= Page excerpt =
- - - -
IN THE COURT OF APPEAL OF THE COOK ISLANDS
HELD AT RAROTONGA


CA No: 7/10


BETWEEN:


THE ATTORNEY GENERAL on behalf of the Government of the Cook Islands
Appellant


AND:


APEX AGENCIES LIMITED a duly incorporated company with its
registered office at Rarotonga
Respondent


Coram: Barker, P
Fisher, JA
Paterson, JA


Hearing: 12 July 2010 (at Auckland)
Decision: 19 July 2010


Counsel: Solicitor-General, Mr T Elikana and Dr A Frame for Appellant
P J Dale and A Manarangi for Respondent


JUDGMENT OF THE COURT


Solicitors: Crown Law Office, Rarotonga for Appellant
A Manarangi, Rarotonga for Respondent


INTRODUCTION


[1] This is an appeal from a judgment of Weston J (as the Chief Justice then was) delivered on 19 May 2010, after a two-day hearing in the previous month.


[2] The litigation arises out of a settlement agreement between the Crown in right of the Cook Islands (represented by the Attorney General) as Appellant and Apex Agencies Limited, the Respondent. This agreement was the result of a mediation conducted in Rarotonga on 11 December 2009 whereby the Government of the Cook Islands, represented by the then Minister of Finance, Sir Terepai Maoate and advised by Mr C H Toogood QC of the New Zealand Bar, agreed to settle litigation between the parties on the terms contained in a detailed settlement agreement signed on behalf of both parties.


[3] The principal components of the settlement agreement were:


(a) a payment by the Crown to the Respondent of $1.75 million; and


(b) an agreement by the Crown to "top up" the income of the Respondent in such a way that it would make a profit of $1.2 million for each of the ensuing 8 years.


[4] In the litigation which the settlement agreement purported to end, the Respondent had alleged that the Crown had breached an 'heads of agreement', entered into in December 2008, to purchase a $5.16 million tank farm and associated assets owned by the Respondent. As part of the settlement agreement, the 'heads of agreement' were cancelled and the Crown agreed to settle the Respondent's claim, which the Respondent had quantified at $10.2 million, a figure which the Crown did not accept.


[5] It is necessary to set out relevant terms of the mediated settlement agreement.


"Introduction 1: "The Government and TOA entered into a Heads of Agreement dated 4th December 2009 for the sale and purchase of TOA's fuel depot on Rarotonga."


Introduction 2: "Triad Pacific Petroleum Limited ("Triad') issued proceedings in the High Court of the Cook Islands under Plaint 2/09 to which the Government (represented by Deputy Prime Minister Sir Terepai Maoate and several government officials and agencies) were parties subsequently joined by TOA ('the Proceedings')


"1 It is agreed that the Heads of Agreement shall be cancelled and to have, and have had, no effect whatsoever."


"4 The Government shall pay to TOA the sum of $1,750,000 (the "Sum') in full and final settlement of any claim whatsoever that has been made, or may have been made by TOA arising out of or in connection with the Heads of Agreement, in the following manner.-


(a) the Sum shall be transferred to an account with the ANZ in the name of the Government on or before 18 December 2009;


(b) the Government shall direct the ANZ-


1. that the sum be held for the benefit of TOA;


2 that the sum shall not be withdrawn from the account without the consent of TOA;


3. on or before 31 March 2010, the Government will instruct ANZ Bank that the Sum be transferred to TOA as TOA directs."
- - - -
= Short problem A =
According to the court judgment, on what date was the mediation in Rarotonga conducted?
= Short problem B =
Pull out the passage of the court judgment between "[4] In the litigation" and "did not accept.", inclusive.

(Pointing dataset excerpts)
- - - -
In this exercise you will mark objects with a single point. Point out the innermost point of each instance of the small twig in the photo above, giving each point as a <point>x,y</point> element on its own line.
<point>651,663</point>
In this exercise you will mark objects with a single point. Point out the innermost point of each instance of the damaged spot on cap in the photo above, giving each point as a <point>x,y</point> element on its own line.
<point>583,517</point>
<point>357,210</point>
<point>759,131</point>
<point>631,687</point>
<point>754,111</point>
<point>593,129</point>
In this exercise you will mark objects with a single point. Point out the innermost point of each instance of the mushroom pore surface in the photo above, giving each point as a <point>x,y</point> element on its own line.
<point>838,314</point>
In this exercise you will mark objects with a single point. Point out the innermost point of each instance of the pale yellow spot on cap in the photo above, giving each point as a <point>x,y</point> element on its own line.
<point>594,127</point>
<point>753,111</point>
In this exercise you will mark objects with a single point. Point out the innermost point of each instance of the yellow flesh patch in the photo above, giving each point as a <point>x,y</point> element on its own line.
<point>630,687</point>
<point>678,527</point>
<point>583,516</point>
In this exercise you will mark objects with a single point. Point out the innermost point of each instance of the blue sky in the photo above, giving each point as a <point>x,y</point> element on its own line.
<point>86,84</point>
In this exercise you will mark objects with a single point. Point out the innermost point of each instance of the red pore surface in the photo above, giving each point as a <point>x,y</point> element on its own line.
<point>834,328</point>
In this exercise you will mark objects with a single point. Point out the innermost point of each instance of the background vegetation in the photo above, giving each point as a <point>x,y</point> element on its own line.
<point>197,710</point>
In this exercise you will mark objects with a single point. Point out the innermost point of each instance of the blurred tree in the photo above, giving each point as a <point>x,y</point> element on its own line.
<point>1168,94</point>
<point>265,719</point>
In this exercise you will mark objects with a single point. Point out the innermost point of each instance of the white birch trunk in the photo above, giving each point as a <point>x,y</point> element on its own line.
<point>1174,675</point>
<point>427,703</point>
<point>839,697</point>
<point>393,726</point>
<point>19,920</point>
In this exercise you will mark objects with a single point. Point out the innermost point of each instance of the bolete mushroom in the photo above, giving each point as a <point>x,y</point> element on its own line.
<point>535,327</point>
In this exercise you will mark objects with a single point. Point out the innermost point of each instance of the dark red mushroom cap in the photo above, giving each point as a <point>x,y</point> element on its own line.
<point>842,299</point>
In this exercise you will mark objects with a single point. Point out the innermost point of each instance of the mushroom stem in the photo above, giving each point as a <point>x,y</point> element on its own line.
- - - -
= Written reply A =
11 December 2009

= Written reply B =
[4] In the litigation which the settlement agreement purported to end, the Respondent had alleged that the Crown had breached an 'heads of agreement', entered into in December 2008, to purchase a $5.16 million tank farm and associated assets owned by the Respondent. As part of the settlement agreement, the 'heads of agreement' were cancelled and the Crown agreed to settle the Respondent's claim, which the Respondent had quantified at $10.2 million, a figure which the Crown did not accept.